What to produce ▸ Will you quote only the lines starting at the one that contains "Mark every instance of forested" and ending with the last line of the listing below, inclusive?

Records ▸
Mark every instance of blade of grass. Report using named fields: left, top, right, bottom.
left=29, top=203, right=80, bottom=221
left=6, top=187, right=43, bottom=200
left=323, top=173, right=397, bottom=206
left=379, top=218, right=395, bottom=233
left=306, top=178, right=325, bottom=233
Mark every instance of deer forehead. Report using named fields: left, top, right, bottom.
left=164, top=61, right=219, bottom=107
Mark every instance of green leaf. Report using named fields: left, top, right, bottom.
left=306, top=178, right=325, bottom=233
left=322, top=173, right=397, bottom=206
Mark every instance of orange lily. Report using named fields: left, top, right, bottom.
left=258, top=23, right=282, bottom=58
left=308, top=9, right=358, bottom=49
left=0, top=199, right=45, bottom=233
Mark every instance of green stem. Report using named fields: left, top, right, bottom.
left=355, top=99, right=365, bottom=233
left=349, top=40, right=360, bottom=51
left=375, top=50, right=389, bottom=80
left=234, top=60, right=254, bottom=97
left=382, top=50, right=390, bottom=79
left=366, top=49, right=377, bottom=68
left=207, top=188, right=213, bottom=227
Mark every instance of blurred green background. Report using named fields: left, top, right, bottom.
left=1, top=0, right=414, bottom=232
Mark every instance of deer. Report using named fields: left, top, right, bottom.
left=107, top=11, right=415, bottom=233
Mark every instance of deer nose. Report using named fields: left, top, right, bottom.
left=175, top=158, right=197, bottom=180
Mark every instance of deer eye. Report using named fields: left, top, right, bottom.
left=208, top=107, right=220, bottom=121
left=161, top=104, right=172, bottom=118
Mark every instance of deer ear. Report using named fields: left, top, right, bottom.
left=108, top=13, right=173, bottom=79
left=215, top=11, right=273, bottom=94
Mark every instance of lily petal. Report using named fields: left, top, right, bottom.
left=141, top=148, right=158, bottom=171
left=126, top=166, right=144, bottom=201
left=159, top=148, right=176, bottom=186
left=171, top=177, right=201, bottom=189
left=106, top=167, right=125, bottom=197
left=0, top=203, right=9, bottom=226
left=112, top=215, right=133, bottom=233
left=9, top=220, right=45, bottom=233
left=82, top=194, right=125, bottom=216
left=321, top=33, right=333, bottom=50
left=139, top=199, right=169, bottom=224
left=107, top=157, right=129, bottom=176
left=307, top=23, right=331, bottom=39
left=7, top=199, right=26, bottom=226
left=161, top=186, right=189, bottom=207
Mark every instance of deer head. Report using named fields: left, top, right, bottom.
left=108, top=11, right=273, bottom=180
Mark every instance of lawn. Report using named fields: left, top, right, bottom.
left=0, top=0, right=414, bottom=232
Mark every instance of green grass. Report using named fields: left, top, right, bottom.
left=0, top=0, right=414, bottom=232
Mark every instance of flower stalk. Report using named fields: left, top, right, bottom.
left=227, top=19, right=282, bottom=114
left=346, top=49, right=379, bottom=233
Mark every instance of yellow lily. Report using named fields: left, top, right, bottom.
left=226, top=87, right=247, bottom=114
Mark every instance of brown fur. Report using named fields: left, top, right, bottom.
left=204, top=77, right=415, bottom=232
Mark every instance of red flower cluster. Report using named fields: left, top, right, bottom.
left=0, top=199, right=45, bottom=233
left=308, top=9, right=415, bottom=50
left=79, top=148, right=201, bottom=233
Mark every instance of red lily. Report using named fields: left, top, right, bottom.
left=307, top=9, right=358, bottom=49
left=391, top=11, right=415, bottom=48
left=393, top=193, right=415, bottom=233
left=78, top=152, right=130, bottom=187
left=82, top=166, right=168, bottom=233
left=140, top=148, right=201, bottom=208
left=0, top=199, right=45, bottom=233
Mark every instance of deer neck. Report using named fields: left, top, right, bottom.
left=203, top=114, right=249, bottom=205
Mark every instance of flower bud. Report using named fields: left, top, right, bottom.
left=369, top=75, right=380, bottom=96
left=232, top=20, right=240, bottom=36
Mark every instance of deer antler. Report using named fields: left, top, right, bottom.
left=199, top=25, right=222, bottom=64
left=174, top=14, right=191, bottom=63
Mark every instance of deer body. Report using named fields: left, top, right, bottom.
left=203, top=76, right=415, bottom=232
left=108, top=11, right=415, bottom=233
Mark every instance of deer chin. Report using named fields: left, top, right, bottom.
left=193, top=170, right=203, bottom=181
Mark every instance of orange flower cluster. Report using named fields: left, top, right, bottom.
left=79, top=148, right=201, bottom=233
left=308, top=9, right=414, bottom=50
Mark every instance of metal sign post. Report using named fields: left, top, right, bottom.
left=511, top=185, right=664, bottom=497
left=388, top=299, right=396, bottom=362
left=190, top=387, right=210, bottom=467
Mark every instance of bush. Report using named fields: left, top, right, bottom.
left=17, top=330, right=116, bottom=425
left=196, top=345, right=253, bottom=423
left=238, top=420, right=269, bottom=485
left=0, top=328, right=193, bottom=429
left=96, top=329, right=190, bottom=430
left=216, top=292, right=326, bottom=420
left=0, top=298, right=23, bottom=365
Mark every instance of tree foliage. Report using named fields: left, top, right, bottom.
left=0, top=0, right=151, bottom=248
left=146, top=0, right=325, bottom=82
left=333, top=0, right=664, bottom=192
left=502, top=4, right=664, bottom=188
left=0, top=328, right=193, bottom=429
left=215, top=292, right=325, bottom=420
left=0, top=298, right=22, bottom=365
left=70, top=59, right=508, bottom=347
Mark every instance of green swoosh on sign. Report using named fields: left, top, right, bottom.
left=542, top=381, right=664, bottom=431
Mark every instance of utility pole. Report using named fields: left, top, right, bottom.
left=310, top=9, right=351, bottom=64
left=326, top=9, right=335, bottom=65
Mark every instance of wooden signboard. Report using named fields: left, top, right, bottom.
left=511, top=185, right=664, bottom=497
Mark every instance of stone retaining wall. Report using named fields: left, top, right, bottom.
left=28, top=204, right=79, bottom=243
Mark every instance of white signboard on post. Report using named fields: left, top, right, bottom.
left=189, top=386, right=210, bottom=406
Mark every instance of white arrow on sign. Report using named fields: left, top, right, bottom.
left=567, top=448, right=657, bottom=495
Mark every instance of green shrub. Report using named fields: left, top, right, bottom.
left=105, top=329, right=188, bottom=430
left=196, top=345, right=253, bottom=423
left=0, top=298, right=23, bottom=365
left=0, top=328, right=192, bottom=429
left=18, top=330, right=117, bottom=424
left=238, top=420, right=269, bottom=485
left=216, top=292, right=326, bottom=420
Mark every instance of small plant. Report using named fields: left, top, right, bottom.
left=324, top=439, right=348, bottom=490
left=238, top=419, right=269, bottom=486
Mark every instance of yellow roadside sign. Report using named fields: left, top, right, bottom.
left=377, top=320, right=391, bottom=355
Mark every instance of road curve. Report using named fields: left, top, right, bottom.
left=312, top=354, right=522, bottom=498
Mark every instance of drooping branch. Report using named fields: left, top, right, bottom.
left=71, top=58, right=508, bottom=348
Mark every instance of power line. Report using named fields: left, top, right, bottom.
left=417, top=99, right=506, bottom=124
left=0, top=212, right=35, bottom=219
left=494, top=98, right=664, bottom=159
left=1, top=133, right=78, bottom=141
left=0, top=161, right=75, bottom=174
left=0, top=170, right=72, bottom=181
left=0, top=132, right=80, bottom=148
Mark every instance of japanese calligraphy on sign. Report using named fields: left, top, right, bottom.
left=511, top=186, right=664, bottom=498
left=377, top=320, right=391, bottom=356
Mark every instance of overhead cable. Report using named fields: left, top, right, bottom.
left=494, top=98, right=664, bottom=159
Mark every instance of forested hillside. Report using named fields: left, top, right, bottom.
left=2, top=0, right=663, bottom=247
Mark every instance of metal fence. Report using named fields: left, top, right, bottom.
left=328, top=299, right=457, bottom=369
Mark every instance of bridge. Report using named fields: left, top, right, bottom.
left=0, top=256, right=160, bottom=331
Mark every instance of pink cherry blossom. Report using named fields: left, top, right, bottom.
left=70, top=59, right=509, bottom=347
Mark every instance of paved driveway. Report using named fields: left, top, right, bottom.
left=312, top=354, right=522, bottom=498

Exercise result ▸
Mark every instance of forested hillside. Report using named fields: left, top, right, bottom.
left=2, top=0, right=663, bottom=247
Mark every instance of metal fence. Report using named fields: left, top, right, bottom.
left=328, top=299, right=457, bottom=369
Mark every instance of bridge. Report using named fields: left, top, right, bottom.
left=0, top=256, right=160, bottom=331
Mark every instance of pink cherry blossom. Report using named fields: left, top, right, bottom.
left=70, top=59, right=509, bottom=347
Mark every instance of paved driveway. Report using named fields: left, top, right, bottom.
left=312, top=354, right=522, bottom=498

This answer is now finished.